_Bagian Teks_
****

Sudah nonton film pendek Tilik yang bikin gempar gegara Bu Tejo? Saya terpicu buat nonton ini gegara seseorang di Twitter melintas di timeline saya sambil tanya, “Kalau kamu, siapa ibu di film ini yang kira-kira merepresentasikan diri kamu?”
Ada yang bilang, “Yu Ning adalah gw..”
Ada juga yang jawab, “Gw adalah Gotrek, supir truk yang sial disuruh ngangkut gerombolannya Bu Tejo..”
Malah ada juga yang bilang, “Gw kayaknya cocok jadi Yu Nah, soalnya gw sering muntah-muntah kalo disuruh naik truk..” :))
Demi jawab pertanyaam itu, akhirnya saya memutuskan untuk menghabiskan pagi tidak produktif di hari tanggal merah ini buat nonton film itu, yang konon durasinya cuma setengah jam. Untungnya nih film pendek Tilik bisa diakses gratis di YouTube.
Sengaja saya nonton setelah sarapan. Soalnya denger-denger bocoran dari temen, tokoh Bu Tejo di film ini mbencekno tenan, mulutnya itu jenis mulut yang mintak digampar gitu karena suka nyebar-nyebarin kejelekan orang lain. Pokoknya jenis orang yang saya nggak suka banget, jadi daripada saya ngamuk nonton emak satu ini dalam keadaan saya sendiri lagi laper, makanya saya makan dulu sebelum nonton, hahaha..
Sesuai dugaan karena ini film indie, jadi shooting-nya sederhana banget, adegan-adegannya nggak terlalu banyak, paling cuma 3-4 adegan, mungkin shooting-nya bisa diselesaikan dalam 1-2 hari.

****

_Data yang Diambil_
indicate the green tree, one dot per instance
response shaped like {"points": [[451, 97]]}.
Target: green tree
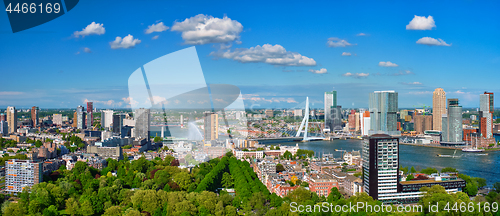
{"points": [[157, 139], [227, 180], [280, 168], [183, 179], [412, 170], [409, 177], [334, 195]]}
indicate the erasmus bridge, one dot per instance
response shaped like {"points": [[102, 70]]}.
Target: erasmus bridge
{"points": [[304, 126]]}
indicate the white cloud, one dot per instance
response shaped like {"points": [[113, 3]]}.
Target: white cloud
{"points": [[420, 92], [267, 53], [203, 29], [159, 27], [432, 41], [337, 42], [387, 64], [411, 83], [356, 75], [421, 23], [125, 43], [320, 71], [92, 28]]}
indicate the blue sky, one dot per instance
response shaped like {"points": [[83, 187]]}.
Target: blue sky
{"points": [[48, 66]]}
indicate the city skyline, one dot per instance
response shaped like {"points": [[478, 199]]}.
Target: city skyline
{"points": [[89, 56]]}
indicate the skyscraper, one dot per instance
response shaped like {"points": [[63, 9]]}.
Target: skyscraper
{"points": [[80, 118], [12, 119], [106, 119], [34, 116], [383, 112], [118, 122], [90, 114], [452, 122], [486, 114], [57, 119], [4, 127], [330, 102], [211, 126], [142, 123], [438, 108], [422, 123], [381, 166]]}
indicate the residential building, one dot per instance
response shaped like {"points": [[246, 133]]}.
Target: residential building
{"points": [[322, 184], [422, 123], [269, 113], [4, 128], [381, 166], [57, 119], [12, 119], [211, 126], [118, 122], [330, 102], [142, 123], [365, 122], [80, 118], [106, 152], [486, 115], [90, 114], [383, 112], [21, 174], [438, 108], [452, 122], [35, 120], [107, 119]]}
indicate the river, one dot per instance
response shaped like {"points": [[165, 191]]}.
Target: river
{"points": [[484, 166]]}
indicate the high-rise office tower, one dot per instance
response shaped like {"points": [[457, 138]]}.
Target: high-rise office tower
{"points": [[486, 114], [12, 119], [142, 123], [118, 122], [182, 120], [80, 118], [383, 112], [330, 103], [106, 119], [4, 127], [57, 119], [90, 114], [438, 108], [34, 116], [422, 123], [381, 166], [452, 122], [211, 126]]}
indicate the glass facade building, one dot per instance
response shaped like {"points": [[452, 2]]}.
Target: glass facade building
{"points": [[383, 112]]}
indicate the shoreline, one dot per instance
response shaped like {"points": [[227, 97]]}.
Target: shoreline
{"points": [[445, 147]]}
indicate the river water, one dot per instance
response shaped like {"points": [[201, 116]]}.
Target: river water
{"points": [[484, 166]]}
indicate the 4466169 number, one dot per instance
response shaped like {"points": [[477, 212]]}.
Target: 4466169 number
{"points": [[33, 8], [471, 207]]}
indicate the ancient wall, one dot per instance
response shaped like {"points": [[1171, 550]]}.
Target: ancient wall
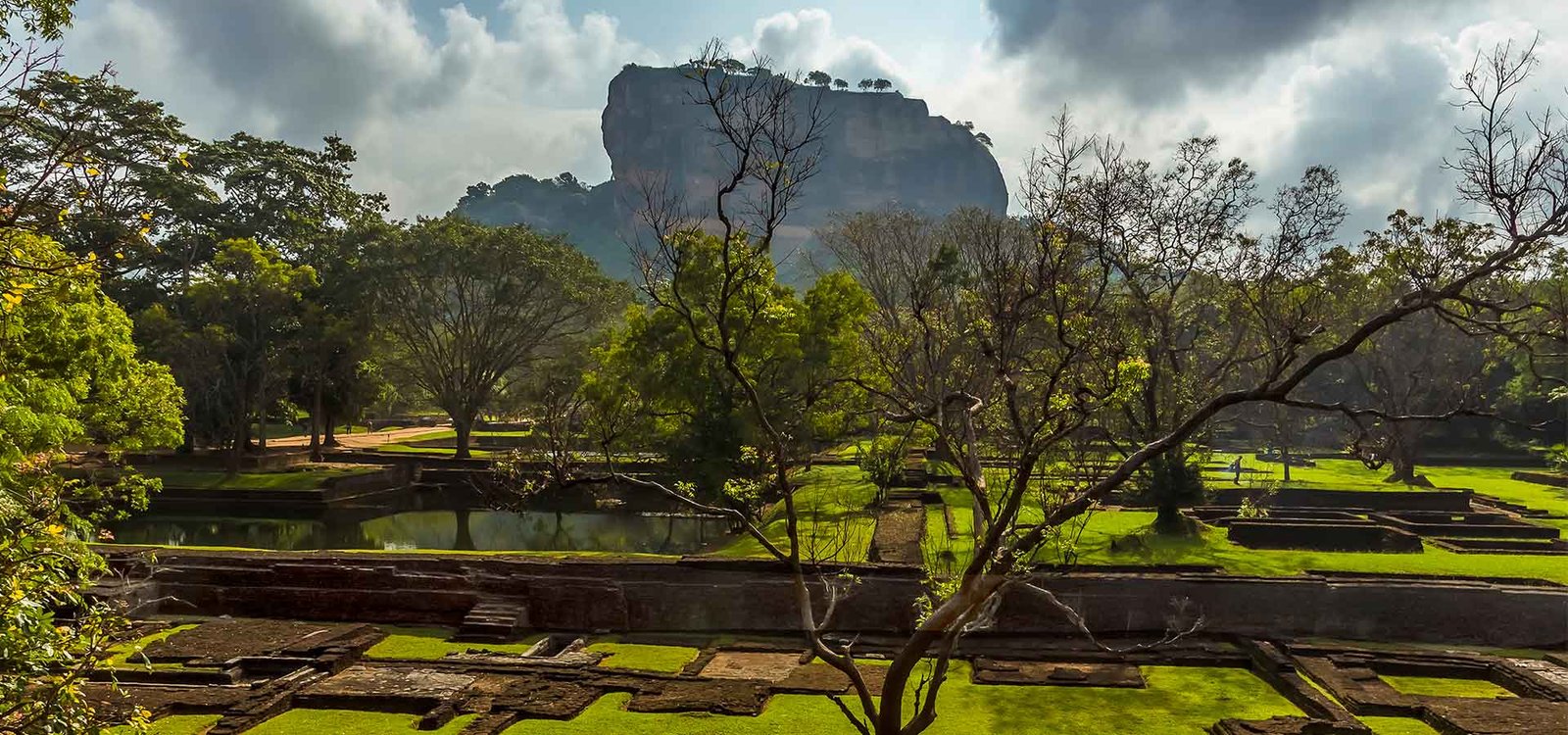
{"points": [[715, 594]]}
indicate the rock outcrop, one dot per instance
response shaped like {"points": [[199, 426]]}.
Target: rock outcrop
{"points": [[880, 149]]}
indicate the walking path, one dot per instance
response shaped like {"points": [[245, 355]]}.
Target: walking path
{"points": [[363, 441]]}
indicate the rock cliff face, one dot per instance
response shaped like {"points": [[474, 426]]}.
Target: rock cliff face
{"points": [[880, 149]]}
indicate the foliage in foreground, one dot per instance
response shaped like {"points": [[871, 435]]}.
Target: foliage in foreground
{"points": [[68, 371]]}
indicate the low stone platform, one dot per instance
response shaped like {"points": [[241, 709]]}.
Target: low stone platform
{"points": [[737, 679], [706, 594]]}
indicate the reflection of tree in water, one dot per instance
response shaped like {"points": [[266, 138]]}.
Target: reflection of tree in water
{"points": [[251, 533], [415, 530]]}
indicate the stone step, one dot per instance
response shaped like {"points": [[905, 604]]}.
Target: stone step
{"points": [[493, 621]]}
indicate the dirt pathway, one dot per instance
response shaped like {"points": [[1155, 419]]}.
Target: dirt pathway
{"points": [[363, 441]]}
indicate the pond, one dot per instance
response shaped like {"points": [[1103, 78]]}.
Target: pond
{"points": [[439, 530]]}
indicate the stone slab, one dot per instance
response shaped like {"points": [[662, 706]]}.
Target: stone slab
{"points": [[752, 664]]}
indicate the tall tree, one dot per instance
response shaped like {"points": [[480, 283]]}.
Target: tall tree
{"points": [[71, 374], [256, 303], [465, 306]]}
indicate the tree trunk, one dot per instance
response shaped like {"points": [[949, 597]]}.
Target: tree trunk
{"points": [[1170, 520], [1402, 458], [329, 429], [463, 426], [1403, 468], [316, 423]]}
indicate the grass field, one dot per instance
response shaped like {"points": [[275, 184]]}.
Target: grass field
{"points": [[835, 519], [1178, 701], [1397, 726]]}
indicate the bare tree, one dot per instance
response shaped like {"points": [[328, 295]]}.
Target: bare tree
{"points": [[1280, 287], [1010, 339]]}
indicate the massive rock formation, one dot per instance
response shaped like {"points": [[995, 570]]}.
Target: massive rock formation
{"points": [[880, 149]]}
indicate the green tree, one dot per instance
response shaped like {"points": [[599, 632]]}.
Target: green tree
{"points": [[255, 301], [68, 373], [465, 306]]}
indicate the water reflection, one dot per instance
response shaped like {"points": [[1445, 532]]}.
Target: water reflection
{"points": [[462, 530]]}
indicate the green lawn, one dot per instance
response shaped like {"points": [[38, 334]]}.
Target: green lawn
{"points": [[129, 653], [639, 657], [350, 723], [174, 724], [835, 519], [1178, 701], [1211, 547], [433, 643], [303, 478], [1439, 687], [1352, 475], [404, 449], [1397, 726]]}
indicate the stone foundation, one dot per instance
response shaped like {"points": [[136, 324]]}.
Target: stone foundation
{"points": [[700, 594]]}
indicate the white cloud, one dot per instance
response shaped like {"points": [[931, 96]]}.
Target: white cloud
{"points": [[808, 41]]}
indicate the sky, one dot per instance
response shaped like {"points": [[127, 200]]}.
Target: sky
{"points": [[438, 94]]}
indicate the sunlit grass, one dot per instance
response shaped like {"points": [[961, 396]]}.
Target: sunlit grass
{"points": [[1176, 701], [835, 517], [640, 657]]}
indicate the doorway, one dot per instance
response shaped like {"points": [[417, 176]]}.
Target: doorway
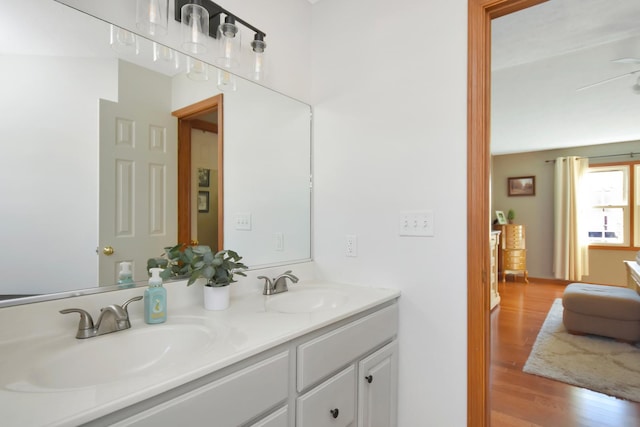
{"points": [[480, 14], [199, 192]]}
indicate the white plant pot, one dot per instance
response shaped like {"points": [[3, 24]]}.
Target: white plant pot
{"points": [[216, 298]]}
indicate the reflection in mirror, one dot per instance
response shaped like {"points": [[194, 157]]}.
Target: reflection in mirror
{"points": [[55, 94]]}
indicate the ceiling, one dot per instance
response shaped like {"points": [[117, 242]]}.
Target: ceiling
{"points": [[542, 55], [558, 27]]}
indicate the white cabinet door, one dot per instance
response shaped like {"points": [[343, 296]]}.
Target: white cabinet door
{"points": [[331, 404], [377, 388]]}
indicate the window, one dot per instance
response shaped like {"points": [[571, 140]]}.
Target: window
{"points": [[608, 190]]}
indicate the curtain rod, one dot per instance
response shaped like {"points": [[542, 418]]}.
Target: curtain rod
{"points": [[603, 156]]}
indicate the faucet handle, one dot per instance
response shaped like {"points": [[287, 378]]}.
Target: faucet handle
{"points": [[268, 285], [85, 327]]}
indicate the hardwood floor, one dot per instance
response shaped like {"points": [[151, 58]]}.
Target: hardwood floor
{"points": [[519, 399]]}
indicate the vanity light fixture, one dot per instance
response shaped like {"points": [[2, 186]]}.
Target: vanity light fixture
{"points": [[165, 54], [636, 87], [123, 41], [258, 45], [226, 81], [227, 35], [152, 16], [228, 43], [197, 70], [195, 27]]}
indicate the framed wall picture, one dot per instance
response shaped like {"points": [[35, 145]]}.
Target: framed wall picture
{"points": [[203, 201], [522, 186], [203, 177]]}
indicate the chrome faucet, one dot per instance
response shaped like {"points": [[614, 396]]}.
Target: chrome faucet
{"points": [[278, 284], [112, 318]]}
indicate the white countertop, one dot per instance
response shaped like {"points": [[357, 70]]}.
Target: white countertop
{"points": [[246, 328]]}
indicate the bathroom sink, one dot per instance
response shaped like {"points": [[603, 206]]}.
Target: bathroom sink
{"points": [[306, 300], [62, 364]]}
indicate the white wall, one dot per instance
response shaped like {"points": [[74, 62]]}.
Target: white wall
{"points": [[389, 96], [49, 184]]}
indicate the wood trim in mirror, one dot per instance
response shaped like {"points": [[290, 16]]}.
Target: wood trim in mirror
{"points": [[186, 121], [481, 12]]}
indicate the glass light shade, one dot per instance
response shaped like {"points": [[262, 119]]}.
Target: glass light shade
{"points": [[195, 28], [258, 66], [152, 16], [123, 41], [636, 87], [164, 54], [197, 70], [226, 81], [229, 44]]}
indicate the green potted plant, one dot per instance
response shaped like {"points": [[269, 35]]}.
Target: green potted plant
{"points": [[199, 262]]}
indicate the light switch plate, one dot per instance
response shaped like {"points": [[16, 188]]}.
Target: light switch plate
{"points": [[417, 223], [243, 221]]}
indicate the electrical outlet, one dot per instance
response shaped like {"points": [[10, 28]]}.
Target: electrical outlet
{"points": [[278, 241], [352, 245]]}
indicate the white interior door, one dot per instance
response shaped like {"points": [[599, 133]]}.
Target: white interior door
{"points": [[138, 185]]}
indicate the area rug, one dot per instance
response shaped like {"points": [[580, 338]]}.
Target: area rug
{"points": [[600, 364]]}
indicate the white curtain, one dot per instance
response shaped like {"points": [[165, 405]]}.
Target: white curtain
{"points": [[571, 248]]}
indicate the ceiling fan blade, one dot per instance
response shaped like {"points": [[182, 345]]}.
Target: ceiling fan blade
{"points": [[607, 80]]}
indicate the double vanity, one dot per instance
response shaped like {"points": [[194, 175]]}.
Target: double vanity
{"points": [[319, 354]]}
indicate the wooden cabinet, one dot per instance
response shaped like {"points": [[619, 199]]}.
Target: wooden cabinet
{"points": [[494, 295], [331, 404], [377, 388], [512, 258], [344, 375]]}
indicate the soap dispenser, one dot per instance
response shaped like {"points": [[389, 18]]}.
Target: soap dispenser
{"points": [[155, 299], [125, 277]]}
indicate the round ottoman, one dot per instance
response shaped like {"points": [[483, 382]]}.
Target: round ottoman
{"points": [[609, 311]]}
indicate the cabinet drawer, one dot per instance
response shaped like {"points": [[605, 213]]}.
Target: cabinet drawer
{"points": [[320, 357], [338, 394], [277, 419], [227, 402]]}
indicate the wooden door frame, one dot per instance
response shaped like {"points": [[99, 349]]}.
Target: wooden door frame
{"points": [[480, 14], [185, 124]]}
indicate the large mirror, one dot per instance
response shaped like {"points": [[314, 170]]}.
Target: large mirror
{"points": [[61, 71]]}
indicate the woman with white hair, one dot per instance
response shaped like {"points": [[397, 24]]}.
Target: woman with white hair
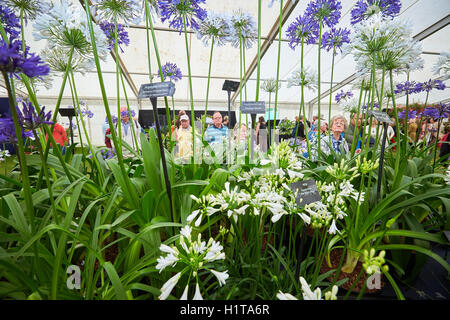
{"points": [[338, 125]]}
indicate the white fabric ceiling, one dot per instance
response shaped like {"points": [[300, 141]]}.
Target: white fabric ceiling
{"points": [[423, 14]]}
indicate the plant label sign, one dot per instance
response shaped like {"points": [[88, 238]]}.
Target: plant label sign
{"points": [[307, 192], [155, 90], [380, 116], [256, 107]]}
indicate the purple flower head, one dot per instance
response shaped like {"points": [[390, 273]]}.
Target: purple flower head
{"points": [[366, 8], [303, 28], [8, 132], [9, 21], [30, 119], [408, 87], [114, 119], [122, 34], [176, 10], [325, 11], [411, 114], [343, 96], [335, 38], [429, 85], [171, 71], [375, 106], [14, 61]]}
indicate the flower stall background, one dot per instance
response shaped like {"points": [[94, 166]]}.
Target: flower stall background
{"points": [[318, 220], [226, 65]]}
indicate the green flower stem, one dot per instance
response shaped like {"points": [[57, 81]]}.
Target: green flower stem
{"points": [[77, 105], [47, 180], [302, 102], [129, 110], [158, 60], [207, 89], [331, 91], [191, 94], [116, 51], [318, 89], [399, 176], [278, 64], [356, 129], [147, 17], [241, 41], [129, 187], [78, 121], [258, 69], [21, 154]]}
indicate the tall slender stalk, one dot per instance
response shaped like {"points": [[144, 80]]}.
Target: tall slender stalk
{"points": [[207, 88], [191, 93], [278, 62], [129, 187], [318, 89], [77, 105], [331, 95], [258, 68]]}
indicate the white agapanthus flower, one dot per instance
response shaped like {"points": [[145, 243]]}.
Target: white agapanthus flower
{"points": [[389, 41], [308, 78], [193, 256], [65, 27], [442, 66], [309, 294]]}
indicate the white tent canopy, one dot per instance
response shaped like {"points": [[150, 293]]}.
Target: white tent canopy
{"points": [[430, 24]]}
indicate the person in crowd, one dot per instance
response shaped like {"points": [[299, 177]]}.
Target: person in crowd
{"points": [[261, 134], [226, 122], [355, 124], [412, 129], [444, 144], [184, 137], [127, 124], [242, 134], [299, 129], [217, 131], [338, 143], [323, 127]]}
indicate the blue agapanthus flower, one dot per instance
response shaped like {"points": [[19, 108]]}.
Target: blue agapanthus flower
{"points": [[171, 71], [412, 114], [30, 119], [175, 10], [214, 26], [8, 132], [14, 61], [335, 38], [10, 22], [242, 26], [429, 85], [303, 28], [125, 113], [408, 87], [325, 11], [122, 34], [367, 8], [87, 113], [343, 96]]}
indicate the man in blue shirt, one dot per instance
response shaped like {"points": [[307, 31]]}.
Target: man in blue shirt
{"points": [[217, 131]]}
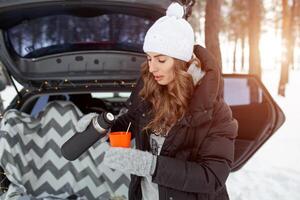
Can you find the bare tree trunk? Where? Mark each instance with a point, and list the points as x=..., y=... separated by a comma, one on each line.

****

_Yang Harus Dikerjakan_
#1 Menurut bagian teks, di mana film pendek Tilik bisa ditonton secara gratis?
#2 Ulangi persis potongan bagian teks yang diawali dengan "Demi jawab pertanyaam" dan berlanjut sampai "dalam 1-2 hari.".
Entri tersebut tidak berhubungan dengan bagian teks.

_Daftar Jawaban_
#1 Di YouTube.

#2
Demi jawab pertanyaam itu, akhirnya saya memutuskan untuk menghabiskan pagi tidak produktif di hari tanggal merah ini buat nonton film itu, yang konon durasinya cuma setengah jam. Untungnya nih film pendek Tilik bisa diakses gratis di YouTube.
Sengaja saya nonton setelah sarapan. Soalnya denger-denger bocoran dari temen, tokoh Bu Tejo di film ini mbencekno tenan, mulutnya itu jenis mulut yang mintak digampar gitu karena suka nyebar-nyebarin kejelekan orang lain. Pokoknya jenis orang yang saya nggak suka banget, jadi daripada saya ngamuk nonton emak satu ini dalam keadaan saya sendiri lagi laper, makanya saya makan dulu sebelum nonton, hahaha..
Sesuai dugaan karena ini film indie, jadi shooting-nya sederhana banget, adegan-adegannya nggak terlalu banyak, paling cuma 3-4 adegan, mungkin shooting-nya bisa diselesaikan dalam 1-2 hari.